## Task prompt
Would you transcribe the whole listing exactly, minus its pictures?

## Data section
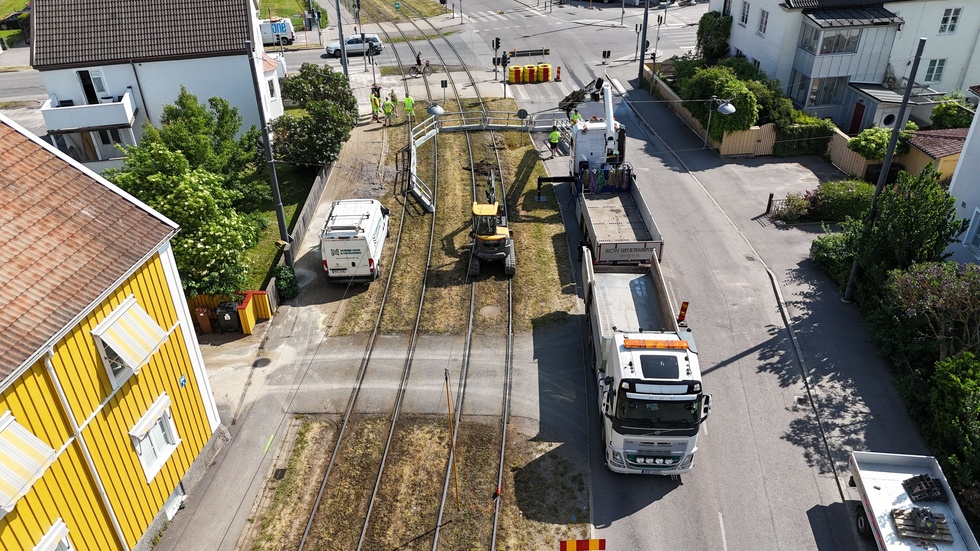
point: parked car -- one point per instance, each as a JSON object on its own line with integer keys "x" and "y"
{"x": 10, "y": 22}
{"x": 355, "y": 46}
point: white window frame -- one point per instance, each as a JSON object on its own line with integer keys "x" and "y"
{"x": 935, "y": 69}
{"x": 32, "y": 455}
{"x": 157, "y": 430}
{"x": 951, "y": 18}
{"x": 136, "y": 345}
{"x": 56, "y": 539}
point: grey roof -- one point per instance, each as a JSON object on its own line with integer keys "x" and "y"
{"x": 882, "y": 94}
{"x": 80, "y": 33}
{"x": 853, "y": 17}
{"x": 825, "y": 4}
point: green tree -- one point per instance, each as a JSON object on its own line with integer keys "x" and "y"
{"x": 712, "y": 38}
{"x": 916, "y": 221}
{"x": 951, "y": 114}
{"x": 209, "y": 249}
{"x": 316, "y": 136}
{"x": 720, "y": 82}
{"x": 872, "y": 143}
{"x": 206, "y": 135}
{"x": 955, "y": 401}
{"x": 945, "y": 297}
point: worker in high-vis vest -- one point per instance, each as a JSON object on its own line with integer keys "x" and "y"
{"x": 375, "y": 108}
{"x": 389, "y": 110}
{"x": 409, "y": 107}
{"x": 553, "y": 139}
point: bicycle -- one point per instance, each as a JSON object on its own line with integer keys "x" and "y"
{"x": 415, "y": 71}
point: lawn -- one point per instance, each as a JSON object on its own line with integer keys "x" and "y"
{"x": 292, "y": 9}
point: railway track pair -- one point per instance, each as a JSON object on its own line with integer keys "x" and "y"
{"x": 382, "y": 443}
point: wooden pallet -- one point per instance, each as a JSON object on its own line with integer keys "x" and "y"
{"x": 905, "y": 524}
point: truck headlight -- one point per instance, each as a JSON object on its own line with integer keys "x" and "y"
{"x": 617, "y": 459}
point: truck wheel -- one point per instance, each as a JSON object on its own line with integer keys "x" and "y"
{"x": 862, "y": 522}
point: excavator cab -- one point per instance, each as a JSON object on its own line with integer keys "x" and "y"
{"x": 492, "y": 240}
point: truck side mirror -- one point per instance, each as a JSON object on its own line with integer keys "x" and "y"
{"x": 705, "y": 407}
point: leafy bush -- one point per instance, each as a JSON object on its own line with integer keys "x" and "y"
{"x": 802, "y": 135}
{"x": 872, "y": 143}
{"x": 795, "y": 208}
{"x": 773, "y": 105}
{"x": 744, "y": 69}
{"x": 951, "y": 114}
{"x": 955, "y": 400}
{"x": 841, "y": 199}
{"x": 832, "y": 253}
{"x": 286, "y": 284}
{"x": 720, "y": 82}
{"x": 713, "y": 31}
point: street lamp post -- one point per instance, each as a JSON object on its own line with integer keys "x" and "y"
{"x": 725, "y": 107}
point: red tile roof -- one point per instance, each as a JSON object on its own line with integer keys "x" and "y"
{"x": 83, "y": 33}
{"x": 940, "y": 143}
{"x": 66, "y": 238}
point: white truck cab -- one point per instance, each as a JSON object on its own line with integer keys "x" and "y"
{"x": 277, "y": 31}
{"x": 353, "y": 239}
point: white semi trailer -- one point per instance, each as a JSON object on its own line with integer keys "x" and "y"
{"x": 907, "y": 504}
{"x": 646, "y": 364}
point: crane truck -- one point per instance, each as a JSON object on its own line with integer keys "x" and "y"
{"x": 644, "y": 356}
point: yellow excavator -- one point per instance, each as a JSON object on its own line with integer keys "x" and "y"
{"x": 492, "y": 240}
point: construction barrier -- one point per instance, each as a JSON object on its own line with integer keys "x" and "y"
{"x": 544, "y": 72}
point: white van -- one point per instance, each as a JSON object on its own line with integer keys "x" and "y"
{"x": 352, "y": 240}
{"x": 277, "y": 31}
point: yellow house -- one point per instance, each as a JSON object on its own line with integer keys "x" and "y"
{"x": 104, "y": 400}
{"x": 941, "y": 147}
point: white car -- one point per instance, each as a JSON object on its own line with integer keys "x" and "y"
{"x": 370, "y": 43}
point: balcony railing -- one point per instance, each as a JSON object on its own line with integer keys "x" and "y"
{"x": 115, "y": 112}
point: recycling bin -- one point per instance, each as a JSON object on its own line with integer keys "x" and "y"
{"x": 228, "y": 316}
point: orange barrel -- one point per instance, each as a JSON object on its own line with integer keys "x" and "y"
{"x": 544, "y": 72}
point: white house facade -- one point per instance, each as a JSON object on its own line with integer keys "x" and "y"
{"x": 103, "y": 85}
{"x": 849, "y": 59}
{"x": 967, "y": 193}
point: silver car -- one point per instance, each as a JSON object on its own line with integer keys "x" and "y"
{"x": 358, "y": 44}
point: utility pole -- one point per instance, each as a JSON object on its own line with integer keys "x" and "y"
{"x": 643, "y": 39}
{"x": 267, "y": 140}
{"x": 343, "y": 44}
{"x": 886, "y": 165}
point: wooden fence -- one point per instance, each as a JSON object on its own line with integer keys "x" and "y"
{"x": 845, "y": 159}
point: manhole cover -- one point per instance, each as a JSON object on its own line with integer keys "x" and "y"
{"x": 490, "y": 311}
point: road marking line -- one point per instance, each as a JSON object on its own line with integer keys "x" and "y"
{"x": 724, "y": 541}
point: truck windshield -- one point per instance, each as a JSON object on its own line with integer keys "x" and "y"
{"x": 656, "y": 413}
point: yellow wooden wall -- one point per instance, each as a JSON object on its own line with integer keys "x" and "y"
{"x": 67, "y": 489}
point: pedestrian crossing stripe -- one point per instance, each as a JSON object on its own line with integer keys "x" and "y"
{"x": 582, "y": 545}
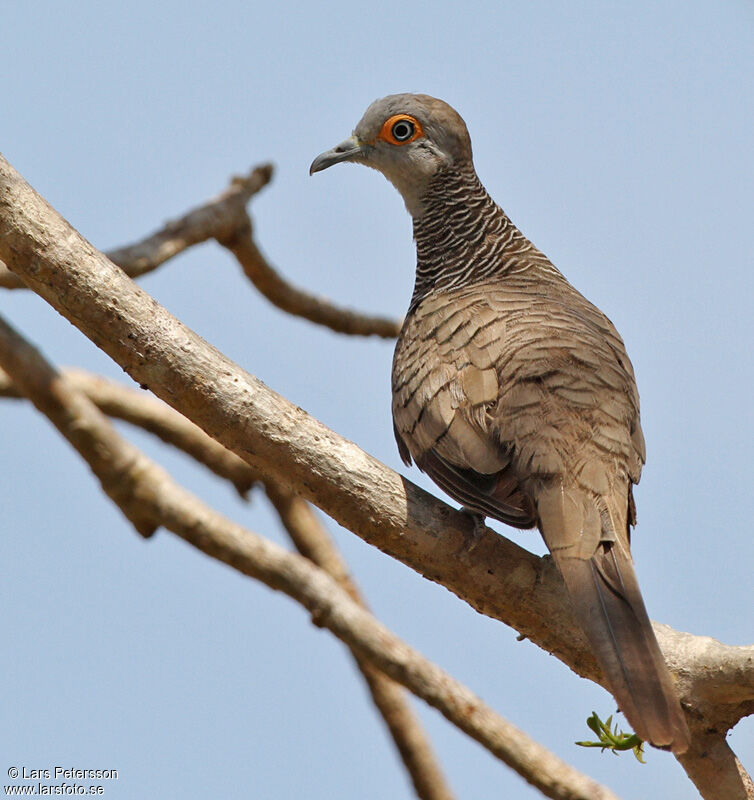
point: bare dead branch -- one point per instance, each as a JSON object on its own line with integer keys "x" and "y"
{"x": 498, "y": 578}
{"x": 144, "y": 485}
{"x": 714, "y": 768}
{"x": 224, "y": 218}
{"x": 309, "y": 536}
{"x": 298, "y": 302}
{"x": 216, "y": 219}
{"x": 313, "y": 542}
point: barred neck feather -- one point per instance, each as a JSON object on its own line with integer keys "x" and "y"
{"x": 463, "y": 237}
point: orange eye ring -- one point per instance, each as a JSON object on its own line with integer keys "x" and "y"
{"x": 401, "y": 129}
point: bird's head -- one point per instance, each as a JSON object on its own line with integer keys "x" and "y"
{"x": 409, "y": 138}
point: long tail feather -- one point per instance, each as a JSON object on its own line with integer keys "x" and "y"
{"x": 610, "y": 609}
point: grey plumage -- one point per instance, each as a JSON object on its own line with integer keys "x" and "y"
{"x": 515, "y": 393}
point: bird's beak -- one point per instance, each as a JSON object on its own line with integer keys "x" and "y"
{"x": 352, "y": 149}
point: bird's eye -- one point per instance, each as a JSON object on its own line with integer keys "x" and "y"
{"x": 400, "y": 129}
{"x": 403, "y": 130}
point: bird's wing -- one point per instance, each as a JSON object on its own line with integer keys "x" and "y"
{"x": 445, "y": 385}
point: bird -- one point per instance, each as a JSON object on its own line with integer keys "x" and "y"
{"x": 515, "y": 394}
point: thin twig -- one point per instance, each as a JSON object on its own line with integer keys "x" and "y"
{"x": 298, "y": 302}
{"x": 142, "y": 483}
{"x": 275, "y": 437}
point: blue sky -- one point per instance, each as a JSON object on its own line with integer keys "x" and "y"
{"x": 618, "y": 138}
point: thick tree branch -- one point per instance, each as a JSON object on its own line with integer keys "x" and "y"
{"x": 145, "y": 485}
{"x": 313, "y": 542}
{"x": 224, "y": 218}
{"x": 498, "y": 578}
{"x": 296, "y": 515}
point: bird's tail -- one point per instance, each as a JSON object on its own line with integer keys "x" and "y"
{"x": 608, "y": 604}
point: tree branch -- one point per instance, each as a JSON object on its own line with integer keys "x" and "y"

## Task result
point: parked car -- one point per instance, each as a JSON object on its own line with integer keys "x" and "y"
{"x": 10, "y": 22}
{"x": 355, "y": 46}
point: white window frame -- one point per instance, each as a JSON object on its own line with integer keys "x" and "y"
{"x": 935, "y": 69}
{"x": 32, "y": 455}
{"x": 157, "y": 430}
{"x": 951, "y": 18}
{"x": 136, "y": 345}
{"x": 56, "y": 539}
point: grey roof -- one point per instance, each as a JSON object on its own line with integer keys "x" and "y"
{"x": 882, "y": 94}
{"x": 80, "y": 33}
{"x": 853, "y": 17}
{"x": 825, "y": 4}
point: green tree -- one point per instance, each as a JSON object on its own line with integer keys "x" and "y"
{"x": 712, "y": 38}
{"x": 916, "y": 221}
{"x": 951, "y": 114}
{"x": 209, "y": 249}
{"x": 316, "y": 136}
{"x": 720, "y": 82}
{"x": 872, "y": 143}
{"x": 206, "y": 135}
{"x": 955, "y": 401}
{"x": 945, "y": 297}
point: worker in high-vis vest -- one point per instance, each as a JSON object on its own line with integer keys "x" and "y"
{"x": 375, "y": 108}
{"x": 389, "y": 110}
{"x": 409, "y": 107}
{"x": 553, "y": 139}
point: bicycle -- one point per instance, each as a JSON object on its own line with integer keys "x" and "y"
{"x": 415, "y": 71}
point: lawn -- one point per instance, each as a JSON object on its own line with integer keys "x" and "y"
{"x": 292, "y": 9}
point: railway track pair -- one point per instance, each as a JSON object on its own line with integer keys "x" and "y"
{"x": 382, "y": 443}
point: wooden pallet -- one point per instance, each as a JSON object on its own line with integer keys "x" and "y"
{"x": 905, "y": 524}
point: truck headlight -- one point per instance, each as a JSON object on its own line with integer keys "x" and "y"
{"x": 617, "y": 459}
point: truck wheel -- one point per instance, each as a JSON object on its own line with integer keys "x" and "y"
{"x": 862, "y": 522}
point: excavator cab -- one point per instance, each as a JSON object on its own line with integer keys "x" and "y"
{"x": 492, "y": 240}
point: truck side mirror -- one point per instance, each as a JSON object on its own line with integer keys "x" and "y"
{"x": 705, "y": 407}
point: leafy bush -- one point per instance, each as a JSON object on its own line with integer keys "x" and "y"
{"x": 802, "y": 135}
{"x": 872, "y": 143}
{"x": 795, "y": 208}
{"x": 773, "y": 105}
{"x": 744, "y": 69}
{"x": 951, "y": 114}
{"x": 955, "y": 400}
{"x": 841, "y": 199}
{"x": 832, "y": 253}
{"x": 286, "y": 284}
{"x": 720, "y": 82}
{"x": 713, "y": 31}
point: street lamp post -- one point per instance, each as a JSON object on its own line with integer keys "x" and "y"
{"x": 725, "y": 107}
point: red tile roof -- one point per instance, each as a JSON object on its own line with integer keys "x" and "y"
{"x": 83, "y": 33}
{"x": 940, "y": 143}
{"x": 66, "y": 238}
point: white truck cab -- one point per instance, each as a JSON object on its own line with integer keys "x" and "y"
{"x": 277, "y": 31}
{"x": 353, "y": 239}
point: white semi trailer -- one point per instance, each as a JSON object on its own line with integer keys "x" and "y"
{"x": 907, "y": 504}
{"x": 646, "y": 364}
point: crane truck -- one point per instance, each as a JSON object on its own line with integer keys "x" and "y"
{"x": 644, "y": 356}
point: yellow excavator -- one point per instance, each as a JSON object on its own line with integer keys "x" and "y"
{"x": 492, "y": 240}
point: construction barrier -- one point per instance, each as a JSON object on its own line with integer keys "x" and "y"
{"x": 544, "y": 72}
point: white van -- one point per instance, each as a JSON object on its own line with integer keys "x" and "y"
{"x": 352, "y": 240}
{"x": 277, "y": 31}
point: yellow house -- one point per instance, each as a JSON object on its own line with integer keys "x" and "y"
{"x": 104, "y": 400}
{"x": 941, "y": 147}
point: white car -- one point per instance, each as a JSON object on its own line with integer keys "x" and "y"
{"x": 370, "y": 43}
point: balcony railing -- one point per instance, each as a JSON object on its own line with integer keys "x" and "y"
{"x": 115, "y": 112}
point: recycling bin -- one point per instance, each as a JSON object on its own line with integer keys "x" and "y"
{"x": 228, "y": 316}
point: orange barrel -- one point per instance, each as a JSON object on its own line with integer keys "x" and "y"
{"x": 544, "y": 72}
point: white house facade -- one point per instance, each as a JSON object on its own line with integer keys "x" and "y"
{"x": 103, "y": 85}
{"x": 849, "y": 59}
{"x": 967, "y": 193}
point: silver car -- one point per instance, each as a JSON object on its own line with integer keys "x" and "y"
{"x": 358, "y": 44}
point: utility pole -- one point per instance, each as a JSON object on its own line with integer keys "x" and "y"
{"x": 643, "y": 39}
{"x": 267, "y": 140}
{"x": 343, "y": 44}
{"x": 886, "y": 165}
point: wooden fence -- one point per instance, each as a JSON object on its own line with integer keys "x" and "y"
{"x": 845, "y": 159}
point: manhole cover -- one point per instance, each as a JSON object on its own line with integer keys "x" and "y"
{"x": 490, "y": 311}
point: road marking line -- one point per instance, each as a JSON object on its own line with integer keys "x" and "y"
{"x": 724, "y": 541}
point: truck windshield -- one point per instance, each as a JSON object on its own line with integer keys "x" and "y"
{"x": 656, "y": 413}
point: yellow wooden wall -- one point per instance, each as a JSON object on its own line with integer keys "x" and "y"
{"x": 67, "y": 489}
point: pedestrian crossing stripe -- one point per instance, each as a JSON object on its own line with integer keys "x" and "y"
{"x": 582, "y": 545}
point: bare dead branch -- one point per instance, each as a JSON object on its own line with integer keys "x" and "y"
{"x": 498, "y": 578}
{"x": 144, "y": 485}
{"x": 714, "y": 768}
{"x": 224, "y": 218}
{"x": 309, "y": 536}
{"x": 298, "y": 302}
{"x": 216, "y": 219}
{"x": 313, "y": 542}
point: barred neck feather -- one point per instance, each as a JSON object on its own line with integer keys "x" and "y"
{"x": 463, "y": 237}
point: orange eye ring -- one point per instance, each as a JSON object on its own line with integer keys "x" and "y"
{"x": 401, "y": 129}
point: bird's head -- one point per instance, each as a JSON object on its own line with integer keys "x" and "y"
{"x": 409, "y": 138}
point: long tail feather -- one point per instance, each as a JSON object on its own line with integer keys "x" and "y"
{"x": 610, "y": 609}
point: grey plumage -- one point per instance, each as a JSON object on its own line with integer keys "x" and "y"
{"x": 515, "y": 393}
point: bird's beak -- one point per instance, each as a JSON object on its own line with integer keys "x" and "y"
{"x": 352, "y": 149}
point: bird's eye -- one point per instance, each as a JSON object on its own line with integer keys "x" and "y"
{"x": 400, "y": 129}
{"x": 403, "y": 130}
point: bird's wing -- one point per instance, each as a JSON object on its own line with integer keys "x" and "y"
{"x": 445, "y": 385}
point: bird -- one point per instance, each as a JSON object on its own line with integer keys "x" and "y"
{"x": 515, "y": 394}
point: thin twig -- one point per instance, each as a JSON object on its own line with integer keys "x" and "y"
{"x": 298, "y": 302}
{"x": 142, "y": 483}
{"x": 275, "y": 437}
point: blue sky -- one point per instance, each as a JSON object on its own line with integer keys "x" and "y"
{"x": 618, "y": 138}
point: thick tree branch -- one point per instance, each as a JSON object on its own line with integer keys "x" and "y"
{"x": 145, "y": 485}
{"x": 313, "y": 542}
{"x": 224, "y": 218}
{"x": 498, "y": 578}
{"x": 296, "y": 515}
point: bird's tail -- one point per instance, each as a JSON object on its own line with integer keys "x" and "y"
{"x": 608, "y": 604}
point: tree branch -- one point per instance, each as a JSON object on its own line with integer keys "x" and "y"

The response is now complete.